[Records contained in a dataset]

- - - - - - -

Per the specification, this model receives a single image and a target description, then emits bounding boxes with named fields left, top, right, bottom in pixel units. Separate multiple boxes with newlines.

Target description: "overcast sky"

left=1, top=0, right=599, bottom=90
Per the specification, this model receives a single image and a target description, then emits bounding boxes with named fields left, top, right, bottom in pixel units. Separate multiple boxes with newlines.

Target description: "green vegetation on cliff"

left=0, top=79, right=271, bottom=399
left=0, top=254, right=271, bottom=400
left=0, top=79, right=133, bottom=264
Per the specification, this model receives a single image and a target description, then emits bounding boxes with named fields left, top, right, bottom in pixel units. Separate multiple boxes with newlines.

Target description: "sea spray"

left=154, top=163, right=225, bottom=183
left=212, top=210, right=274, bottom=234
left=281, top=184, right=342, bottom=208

- - - - - - -

Work request. Every line of the records should be reproduced exactly.

Response to this task.
Per the specification, this model receives a single image and a target description, then emits bounding boxes with named fields left, top, right, bottom in pixel units. Separate multiple boxes with newlines.

Target description: "overcast sky"

left=1, top=0, right=599, bottom=90
Per the specification, this model receives a single image and a target description, then emits bounding boxes with named fields left, top, right, bottom in pixel units. Separate multiple boxes with newlines.

Target description: "green vegetation on cliff"

left=0, top=79, right=271, bottom=399
left=0, top=254, right=271, bottom=400
left=0, top=79, right=133, bottom=264
Per the specification, this model receives a single image and a target description, then emits bounding boxes with named fields left, top, right, bottom in pixel units. Separate multiple boxes with newlines.

Target description: "sea spray"

left=154, top=163, right=225, bottom=183
left=212, top=210, right=274, bottom=234
left=281, top=184, right=342, bottom=208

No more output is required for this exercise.